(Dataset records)
________________________
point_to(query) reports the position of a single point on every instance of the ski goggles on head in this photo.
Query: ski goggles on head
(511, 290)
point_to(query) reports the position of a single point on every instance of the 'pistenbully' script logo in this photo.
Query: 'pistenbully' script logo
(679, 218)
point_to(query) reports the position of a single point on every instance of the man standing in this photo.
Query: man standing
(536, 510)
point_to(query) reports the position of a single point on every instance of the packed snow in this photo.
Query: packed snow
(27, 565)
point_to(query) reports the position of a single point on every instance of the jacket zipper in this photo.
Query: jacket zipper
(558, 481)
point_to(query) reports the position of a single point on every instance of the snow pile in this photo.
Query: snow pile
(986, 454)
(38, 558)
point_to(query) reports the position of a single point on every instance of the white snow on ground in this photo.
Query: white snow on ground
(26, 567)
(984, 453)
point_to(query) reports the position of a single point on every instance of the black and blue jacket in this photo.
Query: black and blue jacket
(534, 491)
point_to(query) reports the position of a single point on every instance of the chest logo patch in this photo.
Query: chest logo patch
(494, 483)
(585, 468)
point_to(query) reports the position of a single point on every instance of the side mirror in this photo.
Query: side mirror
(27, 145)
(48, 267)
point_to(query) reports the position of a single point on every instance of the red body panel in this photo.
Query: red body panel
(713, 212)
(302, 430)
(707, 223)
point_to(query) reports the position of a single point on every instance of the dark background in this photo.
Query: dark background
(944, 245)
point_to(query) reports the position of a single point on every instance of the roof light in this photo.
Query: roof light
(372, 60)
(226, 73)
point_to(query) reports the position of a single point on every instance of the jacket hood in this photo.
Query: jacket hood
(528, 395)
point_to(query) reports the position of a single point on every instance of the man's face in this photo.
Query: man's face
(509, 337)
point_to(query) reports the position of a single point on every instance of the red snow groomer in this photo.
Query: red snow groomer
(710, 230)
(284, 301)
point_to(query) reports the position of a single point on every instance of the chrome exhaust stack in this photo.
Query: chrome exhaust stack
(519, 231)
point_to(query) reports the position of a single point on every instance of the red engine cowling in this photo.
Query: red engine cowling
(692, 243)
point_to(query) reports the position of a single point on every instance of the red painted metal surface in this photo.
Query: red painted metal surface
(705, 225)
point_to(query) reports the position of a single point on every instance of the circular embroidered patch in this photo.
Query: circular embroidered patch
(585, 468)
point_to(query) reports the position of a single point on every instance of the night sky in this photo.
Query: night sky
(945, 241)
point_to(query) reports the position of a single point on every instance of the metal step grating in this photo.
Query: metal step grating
________________________
Recast every line of the listing above as a numbered list, omitting any blank lines.

** Task solution **
1. point_to(query) reports the position of a single point on every instance of the ski goggles on head in this photo.
2. Query: ski goggles on head
3. (511, 290)
4. point_to(query) reports the position of a single point on every instance of the 'pistenbully' script logo in this photo.
5. Query: 'pistenbully' script logo
6. (679, 218)
7. point_to(query) reports the position of a single point on every instance of the man standing in this photo.
8. Query: man standing
9. (536, 510)
10. point_to(query) reports the position of a single point on every instance of the packed snow in this photo.
11. Query: packed snow
12. (27, 565)
13. point_to(query) reports the position of a single point on every instance of the jacket zipper in this photo.
14. Query: jacket zipper
15. (558, 481)
16. point_to(query) reports the position of a single point on every instance of the snow pile in this photo.
17. Query: snow pile
18. (986, 454)
19. (38, 558)
20. point_to(query) reports the position of a single point on every instance of the white snow on ground in this photo.
21. Query: white snow on ground
22. (26, 567)
23. (984, 453)
24. point_to(query) reports the position of a single point on every instance of the black and blue jacket in this photo.
25. Query: black and blue jacket
26. (534, 491)
27. point_to(query) reports the position of a single point on every instance of the chest logo patch in this photo.
28. Query: chest logo patch
29. (494, 483)
30. (585, 468)
31. point_to(query) reports the position of a single point on every instance of the side mirror in this photo.
32. Query: side mirror
33. (27, 145)
34. (48, 267)
35. point_to(query) reports the position of a single point on every instance of the red body panel in this photo.
36. Query: red body panel
37. (713, 212)
38. (302, 430)
39. (707, 223)
40. point_to(query) reports the position of a single point on every instance of the dark background in this photo.
41. Query: dark background
42. (944, 245)
43. point_to(query) reports the position of a single point on every instance of the roof light in this photo.
44. Query: roof light
45. (372, 60)
46. (226, 73)
47. point_to(query) reports the position of a single point on every instance of the jacket hood in this photo.
48. Query: jacket hood
49. (528, 395)
50. point_to(query) reports the position of a single point on every instance of the man's face in this photo.
51. Query: man's face
52. (509, 337)
53. point_to(query) reports the position of a single point on every instance of the red snow groomer in this photo.
54. Query: red snow groomer
55. (710, 230)
56. (284, 301)
57. point_to(query) reports the position of a single point on every instance of the chrome exhaust stack in this photo.
58. Query: chrome exhaust stack
59. (519, 231)
60. point_to(query) reports the position of a single point on every instance of the red engine cowling in this photo.
61. Query: red engine cowling
62. (692, 243)
63. point_to(query) reports the position of a single point on every instance of the red painted metal surface in this photo.
64. Query: red painted metal surface
65. (705, 225)
66. point_to(query) reports the position of a single point on every instance of the circular embroidered patch in this photo.
67. Query: circular embroidered patch
68. (585, 468)
69. point_to(query) reports the position of a single point on every instance of the night sky in this photo.
70. Query: night sky
71. (945, 241)
72. point_to(query) reports the position of a single point on every instance of the metal step grating in this photo.
73. Query: metal step grating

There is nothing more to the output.